Selected excerpt:
○ ○ ○ ○ ○ ○ ○

Abstract

In vitro-in vivo extrapolation (IVIVE) of renal excretory clearance (CL_R) using the physiologically based kidney models can provide mechanistic insight into the interplay of multiple processes occurring in the renal tubule; however, the ability of these models to capture quantitatively the impact of perturbed conditions (e.g., urine flow, urine pH changes) on CL_R has not been fully evaluated. In this work, we aimed to assess the predictability of the effect of urine flow and urine pH on CL_R and tubular drug concentrations (selected examples). Passive diffusion clearance across the nephron tubule membrane was scaled from in vitro human epithelial cell line Caco-2 permeability data by nephron tubular surface area to predict the fraction reabsorbed and the CL_R of caffeine, chloramphenicol, creatinine, dextroamphetamine, nicotine, sulfamethoxazole, and theophylline. CL_R values predicted using mechanistic kidney model at a urinary pH of 6.2 and 7.4 resulted in prediction bias of 2.87- and 3.62-fold, respectively. Model simulations captured urine flow–dependent CL_R, albeit with minor underprediction of the observed magnitude of change. The relationship between drug solubility, urine flow, and urine pH, illustrated in simulated intratubular concentrations of acyclovir and sulfamethoxazole, agreed with clinical data on tubular precipitation and crystal-induced acute kidney injury. This study represents the first systematic evaluation of the ability of the mechanistic kidney model to capture the impact of urine flow and urine pH on CL_R and drug tubular concentrations with the aim of facilitating refinement of IVIVE-based mechanistic prediction of renal excretion.

○ ○ ○ ○ ○ ○ ○

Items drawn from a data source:

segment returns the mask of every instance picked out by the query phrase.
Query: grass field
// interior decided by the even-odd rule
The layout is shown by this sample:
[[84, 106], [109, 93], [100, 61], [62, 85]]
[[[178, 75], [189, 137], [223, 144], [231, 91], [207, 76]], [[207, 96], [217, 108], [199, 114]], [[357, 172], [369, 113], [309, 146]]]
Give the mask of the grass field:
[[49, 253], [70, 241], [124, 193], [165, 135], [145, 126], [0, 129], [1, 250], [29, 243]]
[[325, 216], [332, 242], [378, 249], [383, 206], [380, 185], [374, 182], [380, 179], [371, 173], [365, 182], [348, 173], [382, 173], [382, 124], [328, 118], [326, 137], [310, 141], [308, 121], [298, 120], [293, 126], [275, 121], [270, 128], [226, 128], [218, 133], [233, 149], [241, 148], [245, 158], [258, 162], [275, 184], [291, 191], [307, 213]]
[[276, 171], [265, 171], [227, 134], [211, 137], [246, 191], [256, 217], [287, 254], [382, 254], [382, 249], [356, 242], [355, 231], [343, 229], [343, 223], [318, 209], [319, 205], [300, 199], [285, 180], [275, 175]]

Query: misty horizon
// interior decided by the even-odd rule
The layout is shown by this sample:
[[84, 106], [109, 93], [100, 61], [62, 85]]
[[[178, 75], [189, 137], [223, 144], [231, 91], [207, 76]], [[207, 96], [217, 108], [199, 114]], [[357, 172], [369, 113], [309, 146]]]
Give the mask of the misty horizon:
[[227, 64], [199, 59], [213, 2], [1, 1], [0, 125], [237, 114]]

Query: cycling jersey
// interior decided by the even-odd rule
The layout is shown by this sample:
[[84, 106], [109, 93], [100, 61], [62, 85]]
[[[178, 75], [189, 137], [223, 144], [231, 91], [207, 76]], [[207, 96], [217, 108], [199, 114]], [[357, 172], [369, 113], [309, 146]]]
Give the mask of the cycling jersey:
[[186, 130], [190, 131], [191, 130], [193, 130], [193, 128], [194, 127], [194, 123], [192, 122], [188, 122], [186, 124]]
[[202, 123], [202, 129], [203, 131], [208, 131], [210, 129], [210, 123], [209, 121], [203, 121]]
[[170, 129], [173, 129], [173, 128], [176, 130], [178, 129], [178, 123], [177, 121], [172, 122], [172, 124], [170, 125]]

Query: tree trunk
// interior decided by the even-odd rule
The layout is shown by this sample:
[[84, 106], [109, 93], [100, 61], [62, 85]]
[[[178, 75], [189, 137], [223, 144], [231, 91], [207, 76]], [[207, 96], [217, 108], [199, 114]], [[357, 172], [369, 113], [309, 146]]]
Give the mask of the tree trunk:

○ ○ ○ ○ ○ ○ ○

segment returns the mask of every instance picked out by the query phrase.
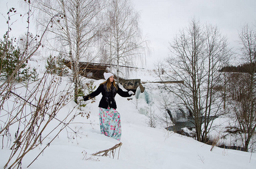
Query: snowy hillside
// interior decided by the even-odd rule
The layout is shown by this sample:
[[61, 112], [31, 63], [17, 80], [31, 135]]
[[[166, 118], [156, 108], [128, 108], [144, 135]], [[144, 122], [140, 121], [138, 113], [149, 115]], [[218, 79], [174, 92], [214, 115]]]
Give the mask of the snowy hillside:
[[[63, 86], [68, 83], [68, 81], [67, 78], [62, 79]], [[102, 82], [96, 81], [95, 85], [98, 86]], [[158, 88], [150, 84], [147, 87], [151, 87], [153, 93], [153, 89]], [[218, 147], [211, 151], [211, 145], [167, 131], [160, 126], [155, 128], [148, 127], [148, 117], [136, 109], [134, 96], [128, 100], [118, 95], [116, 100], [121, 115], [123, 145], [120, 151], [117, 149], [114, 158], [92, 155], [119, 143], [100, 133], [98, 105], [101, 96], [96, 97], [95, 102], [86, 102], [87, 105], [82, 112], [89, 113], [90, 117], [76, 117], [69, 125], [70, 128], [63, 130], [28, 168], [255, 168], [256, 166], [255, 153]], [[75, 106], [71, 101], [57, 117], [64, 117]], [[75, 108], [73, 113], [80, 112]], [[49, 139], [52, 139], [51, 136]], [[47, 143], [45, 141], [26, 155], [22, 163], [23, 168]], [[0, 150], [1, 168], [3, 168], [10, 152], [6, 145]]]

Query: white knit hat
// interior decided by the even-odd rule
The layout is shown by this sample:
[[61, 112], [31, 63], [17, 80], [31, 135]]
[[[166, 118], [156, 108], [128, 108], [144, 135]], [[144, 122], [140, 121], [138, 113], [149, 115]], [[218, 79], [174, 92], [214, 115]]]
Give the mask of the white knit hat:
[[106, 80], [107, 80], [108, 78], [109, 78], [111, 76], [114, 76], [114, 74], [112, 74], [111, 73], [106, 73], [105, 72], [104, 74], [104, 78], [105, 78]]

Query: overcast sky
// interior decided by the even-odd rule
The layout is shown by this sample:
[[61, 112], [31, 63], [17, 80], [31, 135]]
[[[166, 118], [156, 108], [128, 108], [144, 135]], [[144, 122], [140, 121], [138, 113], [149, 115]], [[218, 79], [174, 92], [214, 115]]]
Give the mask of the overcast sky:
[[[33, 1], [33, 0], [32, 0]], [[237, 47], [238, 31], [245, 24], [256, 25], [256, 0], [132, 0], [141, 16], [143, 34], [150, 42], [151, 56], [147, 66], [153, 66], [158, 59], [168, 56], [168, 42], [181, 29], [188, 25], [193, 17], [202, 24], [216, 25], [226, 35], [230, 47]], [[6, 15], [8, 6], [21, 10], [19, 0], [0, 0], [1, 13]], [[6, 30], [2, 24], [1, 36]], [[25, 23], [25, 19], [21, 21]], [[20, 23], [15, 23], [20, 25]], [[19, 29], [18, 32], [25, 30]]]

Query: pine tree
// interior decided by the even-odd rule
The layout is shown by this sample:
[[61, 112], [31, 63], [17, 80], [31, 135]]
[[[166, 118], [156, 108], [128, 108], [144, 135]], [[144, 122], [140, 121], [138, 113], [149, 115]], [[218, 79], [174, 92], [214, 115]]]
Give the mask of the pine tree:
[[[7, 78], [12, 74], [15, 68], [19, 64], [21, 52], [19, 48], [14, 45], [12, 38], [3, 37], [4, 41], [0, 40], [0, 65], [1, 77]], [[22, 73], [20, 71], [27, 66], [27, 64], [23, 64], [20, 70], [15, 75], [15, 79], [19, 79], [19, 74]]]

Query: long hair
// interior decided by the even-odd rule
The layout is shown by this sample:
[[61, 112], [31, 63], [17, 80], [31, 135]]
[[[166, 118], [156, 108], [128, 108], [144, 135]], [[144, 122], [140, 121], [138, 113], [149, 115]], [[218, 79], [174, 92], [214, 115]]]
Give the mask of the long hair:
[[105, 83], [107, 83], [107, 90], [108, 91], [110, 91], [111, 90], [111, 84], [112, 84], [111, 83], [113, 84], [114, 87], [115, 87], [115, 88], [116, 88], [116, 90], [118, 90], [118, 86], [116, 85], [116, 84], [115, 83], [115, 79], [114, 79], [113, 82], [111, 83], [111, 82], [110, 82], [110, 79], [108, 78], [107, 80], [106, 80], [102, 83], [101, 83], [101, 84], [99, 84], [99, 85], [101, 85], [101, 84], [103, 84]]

○ ○ ○ ○ ○ ○ ○

Decide whether each statement agrees with the abstract, answering yes or no and quoting the words from the abstract that settle it. 1. Caco-2 permeability data were scaled by nephron tubular surface area. 2. The model simulations overpredicted the observed magnitude of urine flow–dependent change. 3. At a urinary pH of 7.4, the prediction bias was 3.62-fold. These rows have no connection to the abstract.

Reply to the task:
1. Yes: "Passive diffusion clearance across the nephron tubule membrane was scaled from in vitro human epithelial cell line Caco-2 permeability data by nephron tubular surface area"
2. No: "albeit with minor underprediction of the observed magnitude of change"
3. Yes: "at a urinary pH of 6.2 and 7.4 resulted in prediction bias of 2.87- and 3.62-fold, respectively"